*** THE RECORDS Section Begins ***
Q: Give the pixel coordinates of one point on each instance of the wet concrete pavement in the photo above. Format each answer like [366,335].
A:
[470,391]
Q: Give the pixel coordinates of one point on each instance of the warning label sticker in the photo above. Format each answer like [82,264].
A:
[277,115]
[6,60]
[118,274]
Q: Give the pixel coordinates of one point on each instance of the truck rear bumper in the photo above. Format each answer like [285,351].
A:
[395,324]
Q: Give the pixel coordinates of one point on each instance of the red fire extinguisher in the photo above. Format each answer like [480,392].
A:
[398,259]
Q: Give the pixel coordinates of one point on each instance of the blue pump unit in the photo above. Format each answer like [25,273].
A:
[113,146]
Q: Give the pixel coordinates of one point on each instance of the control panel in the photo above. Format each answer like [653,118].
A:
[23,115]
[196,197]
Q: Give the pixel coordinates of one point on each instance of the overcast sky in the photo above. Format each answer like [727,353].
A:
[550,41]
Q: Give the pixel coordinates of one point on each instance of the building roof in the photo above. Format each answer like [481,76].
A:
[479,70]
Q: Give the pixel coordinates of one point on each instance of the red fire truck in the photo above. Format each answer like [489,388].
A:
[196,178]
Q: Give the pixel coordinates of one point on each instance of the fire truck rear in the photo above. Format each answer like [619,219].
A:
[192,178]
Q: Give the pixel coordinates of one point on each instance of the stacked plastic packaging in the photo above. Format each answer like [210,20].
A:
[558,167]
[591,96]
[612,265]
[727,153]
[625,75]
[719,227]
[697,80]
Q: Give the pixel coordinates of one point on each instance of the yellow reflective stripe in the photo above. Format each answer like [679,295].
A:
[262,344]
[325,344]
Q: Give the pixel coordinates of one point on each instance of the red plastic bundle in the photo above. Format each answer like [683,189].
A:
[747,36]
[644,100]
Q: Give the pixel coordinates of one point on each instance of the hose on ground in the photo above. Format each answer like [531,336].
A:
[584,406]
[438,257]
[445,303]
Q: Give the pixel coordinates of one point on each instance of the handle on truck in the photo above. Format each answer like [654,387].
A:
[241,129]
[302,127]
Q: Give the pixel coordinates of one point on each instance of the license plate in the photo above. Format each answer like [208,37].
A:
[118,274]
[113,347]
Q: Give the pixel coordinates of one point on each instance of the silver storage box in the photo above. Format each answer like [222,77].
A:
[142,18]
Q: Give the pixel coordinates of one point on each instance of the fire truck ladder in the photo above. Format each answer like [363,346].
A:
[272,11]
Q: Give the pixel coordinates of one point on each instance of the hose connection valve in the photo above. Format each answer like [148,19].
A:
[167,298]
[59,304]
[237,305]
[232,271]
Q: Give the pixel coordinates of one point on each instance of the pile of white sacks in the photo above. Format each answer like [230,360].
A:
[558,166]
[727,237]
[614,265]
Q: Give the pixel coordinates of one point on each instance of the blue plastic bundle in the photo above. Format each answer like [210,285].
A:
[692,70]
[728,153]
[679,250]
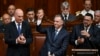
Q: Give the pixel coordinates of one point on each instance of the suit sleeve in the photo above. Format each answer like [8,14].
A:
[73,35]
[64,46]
*** THE RECORDS Section Ends ***
◆ **WHAT TO DO**
Report the tally of lines in the material holding "truck", and add nothing to it.

◆ **EXERCISE RESULT**
5